Exercises to complete -
1 > Can you retype the Deland block party passage word for word, between "The block party" and "from Daytona Beach.", inclusive?
2 > How would you put this sentence from the Deland block party passage into Spanish: "Deland is about 22 miles from Daytona Beach."

Passage shown -
++++
Attendees of a massive block party in Deland, Florida are claiming racial bias and disproportionate policing of their community by law enforcement officials. Volusia County officials have denied accusations of racism after several people were arrested and say some police officers were also injured.

The block party advertised on social media drew a crowd of 3,000 mostly Black people on Saturday as the state reopened businesses and public spaces. Deland is about 22 miles from Daytona Beach.

According to a statement released by Volusia County Sheriff’s Office, the party started relatively uneventful but “things started getting out of hand as day turned to night.”

In aerial footage, officers are heard talking on the video, planning how they can best manage and “break-up” the large crowds at the party that started on private property.

“I think they’re running it until 10, so, just so we don’t have a big problem, let’s let them run it until 10 as long as they behave,” one officer is heard saying over the video.

In a statement on Twitter on Monday, Volusia County Sheriff Mike Chitwood said, “I don’t accept the accusations that we’re racists, or that our actions Saturday were racially motivated. It’s not true, and it’s not a fair conclusion from the video.”
++++
Stored data -
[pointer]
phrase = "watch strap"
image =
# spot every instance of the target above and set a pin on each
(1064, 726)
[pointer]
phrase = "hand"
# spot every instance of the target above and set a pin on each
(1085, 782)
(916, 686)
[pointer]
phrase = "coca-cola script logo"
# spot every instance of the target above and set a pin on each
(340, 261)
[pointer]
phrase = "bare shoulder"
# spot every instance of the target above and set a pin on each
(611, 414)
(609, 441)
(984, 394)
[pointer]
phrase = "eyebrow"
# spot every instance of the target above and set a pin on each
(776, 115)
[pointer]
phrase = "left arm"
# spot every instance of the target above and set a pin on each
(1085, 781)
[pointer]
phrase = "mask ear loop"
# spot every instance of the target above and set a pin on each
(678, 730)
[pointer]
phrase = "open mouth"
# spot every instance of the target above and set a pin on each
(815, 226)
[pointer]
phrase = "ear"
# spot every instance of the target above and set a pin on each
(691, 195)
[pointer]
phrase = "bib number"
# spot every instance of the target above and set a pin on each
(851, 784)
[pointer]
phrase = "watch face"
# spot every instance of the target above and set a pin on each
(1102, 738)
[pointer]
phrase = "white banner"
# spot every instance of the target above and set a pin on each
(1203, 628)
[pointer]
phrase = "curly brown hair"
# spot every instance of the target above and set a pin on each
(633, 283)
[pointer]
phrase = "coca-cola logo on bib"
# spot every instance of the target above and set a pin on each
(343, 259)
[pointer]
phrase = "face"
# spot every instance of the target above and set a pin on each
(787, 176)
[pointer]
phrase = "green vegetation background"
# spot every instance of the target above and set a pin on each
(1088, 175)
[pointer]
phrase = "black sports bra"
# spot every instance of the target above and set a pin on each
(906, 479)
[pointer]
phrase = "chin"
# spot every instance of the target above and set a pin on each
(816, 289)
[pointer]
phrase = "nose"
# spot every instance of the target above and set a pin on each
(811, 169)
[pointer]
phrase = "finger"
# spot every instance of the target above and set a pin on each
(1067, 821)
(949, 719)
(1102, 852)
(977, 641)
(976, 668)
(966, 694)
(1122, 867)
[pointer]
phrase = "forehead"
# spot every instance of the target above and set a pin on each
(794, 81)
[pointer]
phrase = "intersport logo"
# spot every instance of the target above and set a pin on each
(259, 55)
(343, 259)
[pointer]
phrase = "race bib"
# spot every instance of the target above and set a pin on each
++++
Results in order -
1 >
The block party advertised on social media drew a crowd of 3,000 mostly Black people on Saturday as the state reopened businesses and public spaces. Deland is about 22 miles from Daytona Beach.

2 > Deland está a unas 22 millas de Daytona Beach.